**Set task:** Copy the material that follows word for word and omit its pictures.

------------------------------------------------------------------------

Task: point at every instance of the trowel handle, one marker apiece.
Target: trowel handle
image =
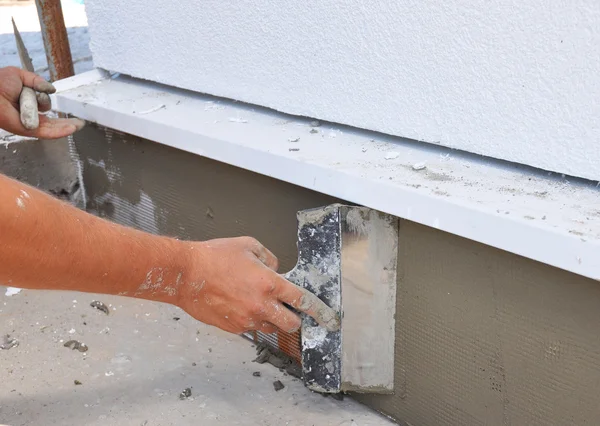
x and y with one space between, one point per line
29 110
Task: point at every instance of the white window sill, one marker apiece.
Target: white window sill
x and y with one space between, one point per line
548 218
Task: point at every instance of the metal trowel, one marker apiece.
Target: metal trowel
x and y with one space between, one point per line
347 256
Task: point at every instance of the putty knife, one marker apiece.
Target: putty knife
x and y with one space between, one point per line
28 103
347 256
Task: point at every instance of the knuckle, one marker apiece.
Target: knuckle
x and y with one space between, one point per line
257 309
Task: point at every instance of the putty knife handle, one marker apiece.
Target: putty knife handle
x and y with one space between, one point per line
29 110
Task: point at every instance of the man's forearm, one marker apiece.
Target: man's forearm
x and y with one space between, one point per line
48 244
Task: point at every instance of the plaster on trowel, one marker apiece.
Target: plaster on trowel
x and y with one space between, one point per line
347 257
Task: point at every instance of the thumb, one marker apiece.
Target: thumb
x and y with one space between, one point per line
36 82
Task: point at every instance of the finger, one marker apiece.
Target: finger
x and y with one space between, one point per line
44 103
306 302
267 328
265 256
36 82
281 317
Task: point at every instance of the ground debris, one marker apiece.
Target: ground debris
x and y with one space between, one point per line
266 354
8 342
185 394
100 306
75 345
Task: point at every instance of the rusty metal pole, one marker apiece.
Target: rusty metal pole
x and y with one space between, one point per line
56 42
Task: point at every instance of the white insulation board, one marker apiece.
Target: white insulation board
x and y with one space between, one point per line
513 80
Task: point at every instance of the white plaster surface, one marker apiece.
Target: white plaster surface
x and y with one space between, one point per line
515 80
539 215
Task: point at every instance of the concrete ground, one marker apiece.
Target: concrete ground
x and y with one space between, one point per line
140 358
142 355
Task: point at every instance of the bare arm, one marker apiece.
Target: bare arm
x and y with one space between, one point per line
229 283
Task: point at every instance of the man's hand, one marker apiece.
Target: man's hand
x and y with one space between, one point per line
234 287
12 81
230 283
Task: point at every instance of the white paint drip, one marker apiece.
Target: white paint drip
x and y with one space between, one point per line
313 337
11 291
153 109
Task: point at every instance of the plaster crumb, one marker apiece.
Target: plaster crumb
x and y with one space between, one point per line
100 306
8 342
76 346
11 291
154 109
185 394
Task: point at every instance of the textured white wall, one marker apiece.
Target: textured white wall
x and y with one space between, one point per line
516 80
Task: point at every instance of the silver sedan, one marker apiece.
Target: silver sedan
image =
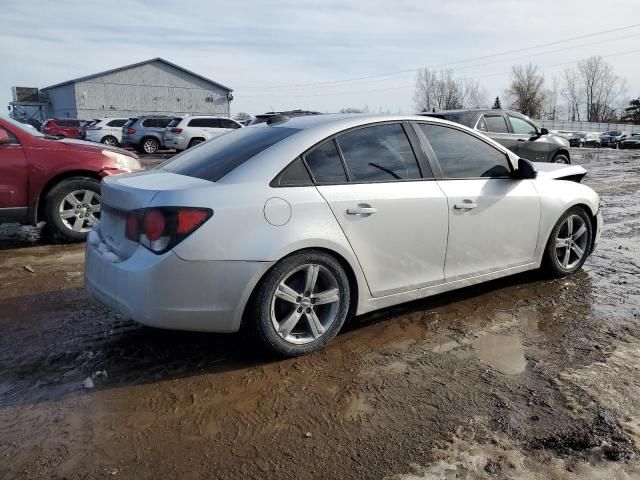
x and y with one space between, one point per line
293 226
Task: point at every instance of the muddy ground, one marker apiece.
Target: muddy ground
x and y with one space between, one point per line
525 377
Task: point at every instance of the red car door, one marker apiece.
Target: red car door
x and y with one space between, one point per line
14 177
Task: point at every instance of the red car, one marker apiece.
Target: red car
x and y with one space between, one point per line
63 127
56 180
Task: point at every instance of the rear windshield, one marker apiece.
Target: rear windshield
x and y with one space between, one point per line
461 118
212 160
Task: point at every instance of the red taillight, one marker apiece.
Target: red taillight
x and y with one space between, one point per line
153 224
160 229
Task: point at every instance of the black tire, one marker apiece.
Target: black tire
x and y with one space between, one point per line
149 145
110 140
551 262
561 158
54 199
194 142
262 325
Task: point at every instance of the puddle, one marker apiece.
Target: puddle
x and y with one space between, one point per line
504 353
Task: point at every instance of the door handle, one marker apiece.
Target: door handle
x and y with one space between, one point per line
465 206
362 209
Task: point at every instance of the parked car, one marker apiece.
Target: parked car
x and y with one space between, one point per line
107 131
146 133
590 140
183 133
632 142
289 113
574 139
612 138
35 123
56 180
84 126
62 127
513 130
293 226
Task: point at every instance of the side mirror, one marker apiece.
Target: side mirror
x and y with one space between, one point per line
4 137
526 170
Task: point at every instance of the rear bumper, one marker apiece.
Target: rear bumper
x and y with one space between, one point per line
177 142
165 291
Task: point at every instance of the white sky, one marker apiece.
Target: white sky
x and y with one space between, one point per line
265 50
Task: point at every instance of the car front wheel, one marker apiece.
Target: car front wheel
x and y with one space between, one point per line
72 208
302 303
569 243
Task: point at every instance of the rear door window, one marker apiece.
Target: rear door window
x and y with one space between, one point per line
461 155
521 126
119 122
214 159
496 124
325 164
381 153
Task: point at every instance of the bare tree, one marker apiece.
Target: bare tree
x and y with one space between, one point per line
601 87
242 116
441 91
572 92
526 90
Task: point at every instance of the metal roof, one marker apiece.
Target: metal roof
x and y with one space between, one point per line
126 67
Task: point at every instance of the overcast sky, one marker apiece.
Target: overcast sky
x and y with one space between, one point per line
276 55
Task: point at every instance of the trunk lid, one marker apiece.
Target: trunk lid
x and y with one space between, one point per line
122 194
560 171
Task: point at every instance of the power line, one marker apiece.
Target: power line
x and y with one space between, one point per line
357 92
379 75
486 63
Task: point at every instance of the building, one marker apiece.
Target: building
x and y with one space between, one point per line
154 86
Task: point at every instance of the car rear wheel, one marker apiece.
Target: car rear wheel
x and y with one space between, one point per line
109 140
302 303
150 145
569 243
72 208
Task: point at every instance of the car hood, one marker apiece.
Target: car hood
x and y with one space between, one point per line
559 171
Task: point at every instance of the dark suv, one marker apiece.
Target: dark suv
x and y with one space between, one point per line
515 131
612 138
146 133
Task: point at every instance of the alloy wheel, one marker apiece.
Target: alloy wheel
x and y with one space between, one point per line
80 210
305 304
571 242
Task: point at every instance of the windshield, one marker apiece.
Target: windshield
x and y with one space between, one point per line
25 128
212 160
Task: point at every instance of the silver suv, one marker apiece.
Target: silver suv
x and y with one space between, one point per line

------------------------------------------------------------------------

**Reply to the exercise:**
Task: point at every instance of the trowel handle, one marker apiece.
Target: trowel handle
image =
x and y with one space between, one point per line
29 110
Task: point at every instance of the white window sill, one marker apiece.
Target: white window sill
x and y with one space between, one point per line
548 218
Task: point at every instance of the metal trowel, one marker apiece.
Target: metal trowel
x and y with one space between, one point per line
347 256
Task: point at every instance of the putty knife, one marker apiece.
Target: putty knife
x and y with one space between, one point per line
28 103
347 256
Task: point at every instance of the knuckle, one marker apiece.
Target: knuckle
x and y with one space between, one point per line
257 309
Task: point at every instance of the putty knife handle, one marker apiece.
Target: putty knife handle
x and y with one space between, one point per line
29 110
Task: point at every instance of the man's forearm, one marker apiece.
Target: man's forearm
x and y with one space between, one point per line
48 244
Task: point at every instance of the plaster on trowel, one marker apiece.
Target: plaster on trowel
x and y with one space between, one point per line
347 257
Task: point at every instance of the thumb, one marker apiece.
Target: thumb
x and y with one space between, one point per line
36 82
Task: point at every instance of the finger, one marker apiece.
Target: finger
x and y with one space between, one point per line
44 103
306 302
267 328
265 256
36 82
281 317
Task: point at every instance of the ground debris, one marker apiece.
Target: ground debris
x and y with one space between, one point per line
266 354
8 342
185 394
100 306
75 345
Task: point at every instance of the rusty metal pole, one marker apiece.
Target: rusty metal pole
x and y with one space between, one point per line
56 42
Task: point at every instance of the white insulation board, one marker apiece.
Target: white insulation board
x and y with one space between, one point per line
513 80
Task: point at every instance of the white plaster surface, one marker apiece.
Target: white plaster surface
x and y with one space between, one point per line
515 80
539 215
Task: point at every instance of the concrete ground, one marker apiece.
Target: concrete ground
x and y with one space between, one point per line
140 358
142 355
Task: point at every instance of the bare arm, one marker apiece.
Target: bare arm
x and y with one space between, one point per line
229 283
Task: point at every instance of the man's hand, one marker apiece.
Target: man's hand
x and y with one space between, one point per line
234 287
12 81
230 283
Task: point at every instance of the white paint drip, one marker apiece.
Target: white paint drip
x and y with one space between, one point per line
313 337
11 291
153 109
Task: point at every instance of the plaster crumb, one marker apiece.
Target: plaster crumb
x and y with one space between, one point per line
100 306
8 342
76 346
11 291
154 109
185 394
Task: point at every instance of the textured white wall, one marker apiece.
Target: textured white wall
x and y with one space between, one point per line
516 80
Task: point at every instance of the silver sedan, one marker apiece.
Target: silver sedan
image =
x and y with one space between, one point per line
293 226
Task: point at every instance of the muddy ground, one marker apiece.
Target: muddy ground
x and y with one space between, one point per line
525 377
Task: point at every instance of the red car door, one marker apiece.
Target: red car door
x and y with one space between, one point per line
14 177
Task: point at every instance of the red car, one marker apiece.
Target: red car
x and y with one space between, one point per line
63 127
56 180
Task: point at every instance of the rear windshield, one marker apiece.
Target: rear windshield
x and y with one space between, one point per line
461 118
212 160
Task: point at every instance of the red taillight, one marker apiece.
Target: red taillight
x and y with one space between, one point per line
153 224
160 229
Task: point at every instance of the black tire, one marker apiece.
Target: black tire
x and y with one space between, one point per line
149 145
110 140
551 262
561 158
54 199
194 142
262 325
Task: point at every instance of the puddle, one marker apiece.
Target: puddle
x and y with one space between, one point per line
504 353
Task: point at every instance of the door handle, one marker apiece.
Target: door handle
x and y with one space between, one point per line
465 206
362 209
Task: point at every instance of the parked car, one marker apiece.
Target: parked car
x and y with one space between, one point per line
107 131
146 133
590 140
183 133
632 142
289 113
574 139
612 138
35 123
56 180
84 126
62 127
513 130
293 226
Task: point at every instance of the side mirror, one marker apiece.
Target: side mirror
x and y with one space between, one point per line
4 137
526 170
Task: point at every instance of the rear bumper, one marker apiece.
Target: rear bumper
x and y with one space between, one point per line
177 142
165 291
Task: point at every instance of the white sky, one marker apiece.
Target: white sky
x and y with one space between, one point per line
265 50
Task: point at every instance of the car front wheel, one marker apiece.
Target: car front wheel
x and y with one space between, one point per line
72 208
302 303
569 243
Task: point at every instance of the rear door window, one marker apiece.
Target: rear door window
x and y with one space between, one point per line
461 155
521 126
119 122
214 159
496 124
325 164
381 153
Task: point at every instance of the bare tree, one marker apiece.
Target: bare tree
x and y with one space between, one point per line
601 87
242 116
441 91
572 92
526 90
Task: point at every instance of the metal roof, one marker apiece.
Target: metal roof
x and y with one space between, one point per line
126 67
Task: point at every instance of the overcast sky, one marker apiece.
Target: overcast sky
x and y with one space between, one point per line
276 55
Task: point at every instance of the trunk lid, one marker apiece.
Target: trunk lid
x and y with one space between, one point per line
122 194
560 171
Task: point at every instance of the power line, one marker apiece.
Target: power line
x and y with one space between, one point per line
357 92
379 75
486 63
Task: point at every instance of the building, one marker apiece.
Target: building
x and y with one space between, one point per line
154 86
Task: point at every instance of the car rear wheel, one marker apiece.
Target: car rear wheel
x and y with one space between, one point per line
109 140
302 303
150 145
569 243
72 208
Task: point at every instance of the car hood, one marker apiece.
Target: car hood
x and y with one space between, one point per line
559 171
Task: point at every instance of the dark suv, one marker apiece.
Target: dark suv
x and y with one space between, one point per line
515 131
612 138
146 133
Task: point at every instance of the alloy wheel, one marker apiece.
Target: alloy wheel
x and y with one space between, one point per line
80 210
305 304
571 242
Task: point at every instance of the windshield, one marker apiece.
Target: windshield
x and y with one space between, one point per line
25 128
212 160
Task: point at every instance of the silver suv, one marker apiece.
Target: silver suv
x and y with one space between, one point per line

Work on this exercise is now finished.